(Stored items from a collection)
— BEGIN —

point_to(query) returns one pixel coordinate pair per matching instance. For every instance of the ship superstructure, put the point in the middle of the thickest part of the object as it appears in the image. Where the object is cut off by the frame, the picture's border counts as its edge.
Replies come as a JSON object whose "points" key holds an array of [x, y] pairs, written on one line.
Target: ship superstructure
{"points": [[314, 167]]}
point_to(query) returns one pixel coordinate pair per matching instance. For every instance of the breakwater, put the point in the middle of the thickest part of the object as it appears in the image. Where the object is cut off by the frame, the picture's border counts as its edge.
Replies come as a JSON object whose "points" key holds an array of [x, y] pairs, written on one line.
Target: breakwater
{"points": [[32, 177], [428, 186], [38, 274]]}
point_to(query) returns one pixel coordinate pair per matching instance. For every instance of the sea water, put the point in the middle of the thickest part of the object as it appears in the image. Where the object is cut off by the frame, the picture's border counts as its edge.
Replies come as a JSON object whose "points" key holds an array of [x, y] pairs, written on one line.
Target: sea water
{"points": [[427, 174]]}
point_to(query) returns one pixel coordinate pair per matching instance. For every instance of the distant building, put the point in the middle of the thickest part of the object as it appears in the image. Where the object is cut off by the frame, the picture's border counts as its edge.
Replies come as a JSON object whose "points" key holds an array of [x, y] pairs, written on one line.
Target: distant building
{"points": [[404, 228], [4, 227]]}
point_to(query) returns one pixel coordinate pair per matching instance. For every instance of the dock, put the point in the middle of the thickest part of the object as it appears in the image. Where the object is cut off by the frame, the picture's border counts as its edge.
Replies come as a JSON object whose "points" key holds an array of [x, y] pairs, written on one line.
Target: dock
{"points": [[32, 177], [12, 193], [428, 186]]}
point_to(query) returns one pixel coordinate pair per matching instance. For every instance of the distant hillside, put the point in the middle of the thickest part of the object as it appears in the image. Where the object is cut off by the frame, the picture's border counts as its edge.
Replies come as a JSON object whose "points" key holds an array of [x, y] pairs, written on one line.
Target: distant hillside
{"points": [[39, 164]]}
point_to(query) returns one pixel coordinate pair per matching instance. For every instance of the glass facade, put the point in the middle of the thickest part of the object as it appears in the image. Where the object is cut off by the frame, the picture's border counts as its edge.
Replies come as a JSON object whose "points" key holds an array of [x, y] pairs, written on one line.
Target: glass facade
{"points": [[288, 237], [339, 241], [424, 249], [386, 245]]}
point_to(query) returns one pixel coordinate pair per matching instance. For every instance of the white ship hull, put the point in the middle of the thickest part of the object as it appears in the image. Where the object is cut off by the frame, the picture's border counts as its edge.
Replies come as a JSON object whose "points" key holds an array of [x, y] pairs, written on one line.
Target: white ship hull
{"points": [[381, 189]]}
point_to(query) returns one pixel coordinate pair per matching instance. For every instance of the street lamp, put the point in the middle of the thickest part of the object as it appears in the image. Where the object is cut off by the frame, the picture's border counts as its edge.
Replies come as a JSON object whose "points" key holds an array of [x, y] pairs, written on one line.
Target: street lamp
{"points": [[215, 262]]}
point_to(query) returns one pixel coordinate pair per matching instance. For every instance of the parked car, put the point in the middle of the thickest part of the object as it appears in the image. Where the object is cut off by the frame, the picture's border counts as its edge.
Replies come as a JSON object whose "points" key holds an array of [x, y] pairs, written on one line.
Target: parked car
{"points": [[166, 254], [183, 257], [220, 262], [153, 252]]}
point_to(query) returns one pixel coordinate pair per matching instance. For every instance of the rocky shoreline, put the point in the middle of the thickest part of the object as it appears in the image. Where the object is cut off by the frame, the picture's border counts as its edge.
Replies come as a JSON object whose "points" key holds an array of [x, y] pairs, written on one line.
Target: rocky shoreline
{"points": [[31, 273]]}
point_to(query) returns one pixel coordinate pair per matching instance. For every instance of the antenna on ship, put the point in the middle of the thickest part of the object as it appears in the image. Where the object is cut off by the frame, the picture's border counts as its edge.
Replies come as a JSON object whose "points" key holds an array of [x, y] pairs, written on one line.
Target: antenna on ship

— END —

_Requirement_: Rewrite the data above, changing every "thickest" to "widest" and leaving everything else unchanged.

_Result_:
point_to(query) returns one pixel coordinate pair per matching instance. For every instance of the ship superstructure, put the point in the middle of the widest part of the object as it appears in the image. Where the object is cut off by the frame, the picture's border counts as its edge.
Replies come as a JSON object whose "points" key holds an array of [x, y] pairs, written on one line.
Target: ship superstructure
{"points": [[314, 167]]}
point_to(query) returns one pixel coordinate pair per matching instance. For every instance of the breakwater, put the point in the middle of the widest part of the object as it appears in the image. Where the object is cut off by the frame, the picture's border counts as its edge.
Replies come as a JSON object whose "points" key holds an array of [x, y] pairs, written on one line.
Target: breakwater
{"points": [[32, 177], [428, 186], [38, 274]]}
point_to(query) returns one pixel coordinate pair per matching instance. For every instance of the sea water, put the point in the middle of the widest part of the object as it appears in the image. Where the object is cut off by the frame, the picture's border counts as its edge.
Replies come as a JSON object whose "points" key holds an array of [x, y] pairs, written on one line.
Target: sea water
{"points": [[427, 174]]}
point_to(query) returns one pixel coordinate pair per matching instance. For every instance of the distant building, put the point in the middle of the widest part of the object as it appears in the image. Where the object is cut off by the frame, the picture's border counts as its edge.
Replies come as a JSON object whose "points" key holds an array of [x, y] pairs, written on one line.
Target: distant building
{"points": [[404, 228], [4, 227]]}
point_to(query) returns one pixel coordinate pair per matching instance. For every instance of the dock, put the point in the middle of the widest part of the object as it appears in the image. Where the object is cut off by the frame, the picture's border counts as its edge.
Replies come as a JSON object whose "points" key holds an array of [x, y] pairs, written on one line.
Target: dock
{"points": [[32, 177], [12, 193], [428, 186]]}
point_to(query) returns one pixel coordinate pair per matching instance. For every instance of the distant hillside, put the point in the middle of the widest part of the object as it appears in the image. Where the object is cut off by the frame, the picture's border counts as its edge.
Replies come as a JSON object whose "points" key holds an array of [x, y] pairs, written on one line.
Target: distant hillside
{"points": [[39, 164]]}
point_to(query) returns one pixel coordinate pair per matching instance. For every instance of the glass facade, put the point in the middle of the widest part of the object as it appears in the image. Where the object is cut off by the frame, the picture's border counts as its edge.
Replies come as a JSON object whose "points" key holds an array of [x, y] pairs, written on one line.
Target: glass facade
{"points": [[288, 237], [339, 241], [424, 249], [386, 245]]}
point_to(query) returns one pixel coordinate pair per matching instance. For every instance of the white ship hull, put the point in the middle of the widest part of the object as it appears in the image. Where the object is cut off by the frame, the picture's border counts as its edge.
Replies come as a JSON object whose "points" key holds an array of [x, y] pairs, written on one line.
Target: white ship hull
{"points": [[381, 189]]}
point_to(query) returns one pixel coordinate pair per matching instance. For every instance of the street lamp, put the point in the middle of the widest part of the object as it appears in the image. Where the object is cut off by the frame, the picture's border counts as its edge.
Replies come as a JSON object whose "points" key holds an array of [x, y] pairs, written on one line.
Target: street lamp
{"points": [[215, 262]]}
point_to(query) returns one pixel coordinate pair per matching instance. For every instance of the parked car, put the point in the middle of the widest part of the object as it appears in the image. Where the object is cut off by the frame, the picture's border counts as its edge.
Replies come as a JSON object whose "points" key holds an array of [x, y] pairs, written on one line.
Target: parked car
{"points": [[166, 254], [183, 257], [220, 262], [153, 252]]}
point_to(query) returns one pixel coordinate pair per matching instance. For every instance of the rocky shoreline, put the point in the middle of the widest part of the object as it appears in the image. Where the object is cut off by the frame, the picture's border counts as its edge.
Replies come as a JSON object whose "points" key holds an array of [x, y] pairs, written on one line.
Target: rocky shoreline
{"points": [[31, 273]]}
point_to(query) returns one pixel coordinate pair per matching instance. For every instance of the antenna on ship, put the point in the middle of the widest part of the object as it appears in the image. Where the object is cut off by the frame, the picture's border counts as its edge.
Replies come as a JSON object whose "points" key holds an array of [x, y] pairs, written on one line.
Target: antenna on ship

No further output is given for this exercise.